Write out the data exactly, please, and omit the pictures.
___ Exercise materials ___
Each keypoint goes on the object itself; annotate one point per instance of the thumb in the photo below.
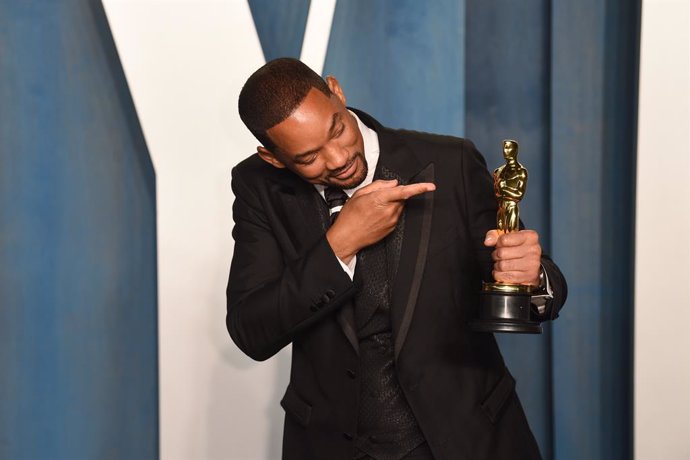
(491, 238)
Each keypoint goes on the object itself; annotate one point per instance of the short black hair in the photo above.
(273, 92)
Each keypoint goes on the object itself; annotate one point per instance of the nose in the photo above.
(336, 157)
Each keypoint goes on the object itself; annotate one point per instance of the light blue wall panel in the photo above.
(280, 26)
(402, 61)
(78, 323)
___
_Expected output_.
Each keypoint goes on the object itself; annotate one point per instance of the thumb in the photo below.
(491, 238)
Each keypoint goes on the object itself; annotate one point per instance of the short black hair in the photo above.
(273, 92)
Each keypoint goes on the object itself; annotate one point per instance of the nose in the photo above.
(336, 157)
Each keypoint goes on the object itself; annotate one point per instance of the light blue wall panel in the photo above.
(280, 26)
(402, 61)
(78, 323)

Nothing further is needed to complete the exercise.